***** Data records
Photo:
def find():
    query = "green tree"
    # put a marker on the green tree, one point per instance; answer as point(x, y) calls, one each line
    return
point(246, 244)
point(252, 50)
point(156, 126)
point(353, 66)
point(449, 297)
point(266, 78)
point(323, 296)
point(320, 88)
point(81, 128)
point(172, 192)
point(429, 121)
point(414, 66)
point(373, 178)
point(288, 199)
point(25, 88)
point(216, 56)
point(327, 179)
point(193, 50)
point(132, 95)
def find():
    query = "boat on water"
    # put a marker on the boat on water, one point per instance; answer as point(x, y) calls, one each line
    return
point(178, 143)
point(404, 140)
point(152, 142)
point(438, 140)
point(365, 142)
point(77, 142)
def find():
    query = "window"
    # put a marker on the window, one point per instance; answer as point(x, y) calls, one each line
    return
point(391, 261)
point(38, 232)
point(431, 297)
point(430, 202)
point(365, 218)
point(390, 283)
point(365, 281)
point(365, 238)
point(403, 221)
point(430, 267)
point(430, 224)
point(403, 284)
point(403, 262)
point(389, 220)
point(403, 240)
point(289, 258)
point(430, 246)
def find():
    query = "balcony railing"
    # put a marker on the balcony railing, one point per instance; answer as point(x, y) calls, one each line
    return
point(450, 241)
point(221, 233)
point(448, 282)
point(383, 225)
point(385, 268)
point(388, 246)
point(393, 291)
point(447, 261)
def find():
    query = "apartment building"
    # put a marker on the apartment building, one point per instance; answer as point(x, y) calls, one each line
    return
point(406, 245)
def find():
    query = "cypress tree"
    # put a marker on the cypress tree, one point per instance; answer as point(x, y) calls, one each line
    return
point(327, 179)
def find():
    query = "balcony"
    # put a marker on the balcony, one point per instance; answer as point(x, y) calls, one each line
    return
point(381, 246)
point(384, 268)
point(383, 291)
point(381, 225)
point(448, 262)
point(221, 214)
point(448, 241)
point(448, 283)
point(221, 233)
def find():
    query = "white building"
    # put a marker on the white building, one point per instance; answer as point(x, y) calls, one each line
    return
**********
Your objective
The expected answer is the complete material, restated exactly.

Solution for this exercise
Photo:
def find():
    query = "green tree"
    # put a marker on the green tree, one point per instance; answer as point(x, y) calls, one each line
    return
point(246, 244)
point(252, 50)
point(156, 126)
point(353, 66)
point(449, 297)
point(266, 78)
point(323, 296)
point(320, 88)
point(81, 128)
point(172, 192)
point(429, 121)
point(414, 66)
point(373, 178)
point(288, 199)
point(25, 88)
point(216, 56)
point(327, 179)
point(193, 50)
point(132, 95)
def find():
    query = "boat on water"
    # put a marker on the boat on water, one point per instance; answer as point(x, y) calls, one each line
    return
point(178, 143)
point(404, 140)
point(152, 142)
point(438, 140)
point(365, 142)
point(77, 142)
def find():
    query = "window"
    # put a marker on the window, one point per instance; answer as point(x, y) calls, one each line
    return
point(391, 261)
point(38, 232)
point(431, 297)
point(430, 202)
point(365, 218)
point(390, 283)
point(365, 281)
point(365, 238)
point(403, 221)
point(430, 267)
point(430, 224)
point(403, 284)
point(403, 262)
point(389, 220)
point(403, 240)
point(289, 258)
point(430, 246)
def find():
    query = "balcony railing"
    # put a marker on the balcony railing, one point per instance; answer as point(x, y) calls, one each line
    return
point(450, 241)
point(221, 233)
point(448, 282)
point(383, 225)
point(385, 268)
point(388, 246)
point(393, 291)
point(447, 261)
def find():
    query = "apartment building"
    # put a marker on the apartment building, one point per instance; answer as point(x, y) calls, one each line
    return
point(406, 245)
def find():
    query = "cypress tree"
    # put a marker on the cypress tree, one point per instance; answer as point(x, y) calls, one each line
    return
point(327, 179)
def find():
    query = "balcony"
    # put a marker on the balcony, one point per instance; answer as point(x, y) calls, one each line
    return
point(381, 246)
point(384, 268)
point(383, 291)
point(381, 225)
point(448, 262)
point(221, 214)
point(448, 241)
point(448, 283)
point(221, 233)
def find():
    query = "white building"
    # put a marker on the white building, one point per instance; answer as point(x, y) calls, one each line
    return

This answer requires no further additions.